**作業リスト**.
1. 自由意志についての原文では、自由意志を何と表現していますか。
2. 自由意志についての原文を、最後の文の後から書き継いでください。

**原文**.
1,2. (イ)自由​意志​に​つい​て,どんな​様々​な​考え方​が​あり​ます​か。(ロ)聖書​は​選択​の​自由​に​つい​て​どんな​こと​を​教え​て​い​ます​か。これ​から​どんな​点​を​考え​ます​か。

ある​女性​は​個人​的​な​選択​を​し​なけれ​ば​なら​なかっ​た​時,友人​に​こう​言い​まし​た。「わたし​に​考え​させ​よう​と​し​ない​で。どう​し​たら​いい​か​だけ​言っ​て。その​ほう​が​楽​だ​から」。この​女性​は,自由​意志​と​いう​創造​者​から​の​貴重​な​贈り物​を​用いる​の​で​は​なく,どう​す​べき​か​を​教え​て​もらう​こと​を​望ん​だ​の​です。あなた​は​どう​です​か。自分​で​決定​する​の​が​好き​です​か。それとも,他​の​人​に​決定​し​て​ほしい​と​思い​ます​か。自由​意志​が​与え​られ​て​いる​こと​に​つい​て​どう​感じ​て​い​ます​か。

(物体の指し示しに関するデータセットの抜粋)

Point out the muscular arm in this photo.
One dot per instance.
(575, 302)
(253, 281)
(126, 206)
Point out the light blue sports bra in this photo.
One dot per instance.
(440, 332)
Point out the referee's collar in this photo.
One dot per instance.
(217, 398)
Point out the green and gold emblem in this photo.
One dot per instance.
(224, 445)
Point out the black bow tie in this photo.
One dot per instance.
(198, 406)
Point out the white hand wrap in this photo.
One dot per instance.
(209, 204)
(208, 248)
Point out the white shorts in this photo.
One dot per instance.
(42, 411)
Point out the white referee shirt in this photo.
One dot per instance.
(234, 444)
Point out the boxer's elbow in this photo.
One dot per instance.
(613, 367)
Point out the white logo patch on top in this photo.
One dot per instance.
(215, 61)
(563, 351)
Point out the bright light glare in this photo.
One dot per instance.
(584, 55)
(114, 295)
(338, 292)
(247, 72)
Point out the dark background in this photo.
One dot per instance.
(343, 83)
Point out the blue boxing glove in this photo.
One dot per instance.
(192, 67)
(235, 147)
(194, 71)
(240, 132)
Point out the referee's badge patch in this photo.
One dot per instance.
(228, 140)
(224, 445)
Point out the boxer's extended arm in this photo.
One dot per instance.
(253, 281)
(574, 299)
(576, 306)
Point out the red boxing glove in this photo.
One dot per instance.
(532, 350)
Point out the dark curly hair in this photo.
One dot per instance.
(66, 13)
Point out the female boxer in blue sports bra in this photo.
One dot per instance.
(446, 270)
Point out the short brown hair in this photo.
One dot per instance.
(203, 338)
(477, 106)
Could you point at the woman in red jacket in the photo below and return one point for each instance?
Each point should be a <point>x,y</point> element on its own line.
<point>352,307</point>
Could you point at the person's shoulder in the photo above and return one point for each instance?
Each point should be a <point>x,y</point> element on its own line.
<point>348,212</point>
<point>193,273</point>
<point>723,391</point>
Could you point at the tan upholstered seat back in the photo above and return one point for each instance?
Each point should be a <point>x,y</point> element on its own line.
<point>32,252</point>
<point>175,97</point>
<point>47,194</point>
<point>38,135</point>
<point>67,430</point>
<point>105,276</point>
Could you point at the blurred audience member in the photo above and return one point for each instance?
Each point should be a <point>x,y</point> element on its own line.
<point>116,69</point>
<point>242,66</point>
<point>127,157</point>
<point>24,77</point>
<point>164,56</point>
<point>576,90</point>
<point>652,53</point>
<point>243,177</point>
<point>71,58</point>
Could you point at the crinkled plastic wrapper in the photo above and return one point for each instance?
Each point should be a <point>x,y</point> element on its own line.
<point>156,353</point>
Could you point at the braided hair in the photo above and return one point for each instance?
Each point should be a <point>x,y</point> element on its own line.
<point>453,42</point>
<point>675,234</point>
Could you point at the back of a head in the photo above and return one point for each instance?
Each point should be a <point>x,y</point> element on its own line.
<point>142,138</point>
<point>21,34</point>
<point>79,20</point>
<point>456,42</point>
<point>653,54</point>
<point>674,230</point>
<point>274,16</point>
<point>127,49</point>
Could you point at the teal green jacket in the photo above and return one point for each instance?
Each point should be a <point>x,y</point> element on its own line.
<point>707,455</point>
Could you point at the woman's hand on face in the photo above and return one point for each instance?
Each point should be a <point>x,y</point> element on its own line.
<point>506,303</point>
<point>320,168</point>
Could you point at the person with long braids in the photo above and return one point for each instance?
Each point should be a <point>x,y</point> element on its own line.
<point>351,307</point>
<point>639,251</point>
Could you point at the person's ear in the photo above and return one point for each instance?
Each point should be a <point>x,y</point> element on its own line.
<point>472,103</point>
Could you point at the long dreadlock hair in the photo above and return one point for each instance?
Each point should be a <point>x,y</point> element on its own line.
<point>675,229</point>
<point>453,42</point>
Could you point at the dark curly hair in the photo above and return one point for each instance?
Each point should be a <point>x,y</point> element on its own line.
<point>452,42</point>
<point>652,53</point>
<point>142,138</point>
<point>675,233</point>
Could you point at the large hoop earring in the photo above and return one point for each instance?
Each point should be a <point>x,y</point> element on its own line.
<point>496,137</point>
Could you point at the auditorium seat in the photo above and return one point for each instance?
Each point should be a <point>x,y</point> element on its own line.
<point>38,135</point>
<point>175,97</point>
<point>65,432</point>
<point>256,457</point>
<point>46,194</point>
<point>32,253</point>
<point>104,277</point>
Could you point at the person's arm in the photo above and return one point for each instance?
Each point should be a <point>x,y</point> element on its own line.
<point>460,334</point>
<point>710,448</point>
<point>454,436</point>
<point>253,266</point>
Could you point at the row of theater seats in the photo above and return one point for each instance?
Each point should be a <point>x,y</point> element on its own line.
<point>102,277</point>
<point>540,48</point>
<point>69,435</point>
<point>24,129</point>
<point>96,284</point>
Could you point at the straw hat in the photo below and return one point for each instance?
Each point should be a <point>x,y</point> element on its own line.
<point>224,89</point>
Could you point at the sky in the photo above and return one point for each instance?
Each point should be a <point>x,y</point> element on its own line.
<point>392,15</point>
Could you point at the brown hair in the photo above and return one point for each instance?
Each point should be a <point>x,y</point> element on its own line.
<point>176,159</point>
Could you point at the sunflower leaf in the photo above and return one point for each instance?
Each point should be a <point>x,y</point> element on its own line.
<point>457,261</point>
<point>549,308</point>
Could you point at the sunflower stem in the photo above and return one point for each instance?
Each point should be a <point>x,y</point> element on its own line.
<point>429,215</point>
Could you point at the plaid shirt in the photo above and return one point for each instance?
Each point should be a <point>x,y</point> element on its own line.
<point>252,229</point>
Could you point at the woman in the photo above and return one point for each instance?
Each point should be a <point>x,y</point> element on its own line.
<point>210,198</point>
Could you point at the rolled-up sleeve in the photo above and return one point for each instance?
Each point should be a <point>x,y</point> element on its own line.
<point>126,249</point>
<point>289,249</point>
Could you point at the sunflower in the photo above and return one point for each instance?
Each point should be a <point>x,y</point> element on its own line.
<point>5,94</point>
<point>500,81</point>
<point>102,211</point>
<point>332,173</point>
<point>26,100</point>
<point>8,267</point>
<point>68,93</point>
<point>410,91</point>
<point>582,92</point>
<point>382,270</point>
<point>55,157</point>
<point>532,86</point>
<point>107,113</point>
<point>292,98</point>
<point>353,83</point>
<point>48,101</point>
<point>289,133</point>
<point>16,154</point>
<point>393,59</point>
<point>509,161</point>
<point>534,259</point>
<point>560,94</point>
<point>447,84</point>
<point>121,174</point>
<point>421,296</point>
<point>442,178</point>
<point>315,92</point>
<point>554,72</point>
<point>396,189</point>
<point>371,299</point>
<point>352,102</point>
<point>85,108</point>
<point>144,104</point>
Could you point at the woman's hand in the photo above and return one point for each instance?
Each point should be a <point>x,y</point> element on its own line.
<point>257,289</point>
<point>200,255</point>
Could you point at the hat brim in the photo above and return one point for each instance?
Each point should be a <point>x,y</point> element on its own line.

**作業の解答**.
1. 創造者からの貴重な贈り物。

2.
2 自由​意志​に​つい​て​は,昔​から​多く​の​議論​が​なさ​れ​て​き​まし​た。自由​意志​など​存在​し​ない,と​言う​人​も​い​ます。人間​の​行動​は​すべて​神​に​よっ​て​あらかじめ​定め​られ​て​いる,と​いう​の​です。完全​な​自由​が​なけれ​ば​真​の​自由​意志​を​持っ​て​いる​こと​に​は​なら​ない,と​言う​人​も​い​ます。この​問題​に​つい​て​正しく​理解​する​ため​に​は,神​の​言葉 聖書​を​調べる​必要​が​あり​ます。聖書​に​は,エホバ​が​人間​を​自由​意志​を​持つ​者​と​し​て,つまり​自ら​理性​的​な​選択​を​する​能力​と​自由​を​持つ​者​と​し​て​創造​さ​れ​た​こと​が​示さ​れ​て​いる​から​です。ヨシュア 24:15を​読む。)また,聖書​から​次​の​よう​な​質問​の​答え​も​見いだせ​ます。決定​を​下す​自由​を​どの​よう​に​用いる​べき​です​か。その​自由​に​は​制限​が​あり​ます​か。選択​の​自由​の​用い方​に​よっ​て​エホバ​へ​の​愛​の​深さ​を​示せる,と​言える​の​は​なぜ​です​か。他​の​人​の​決定​を​尊重​し​て​いる​こと​を​どの​よう​に​示せる​でしょ​う​か。

エホバ​と​イエス​から​学べる​事柄

3. エホバ​は​自由​の​用い方​の​点​で​どんな​模範​を​示し​て​おら​れ​ます​か。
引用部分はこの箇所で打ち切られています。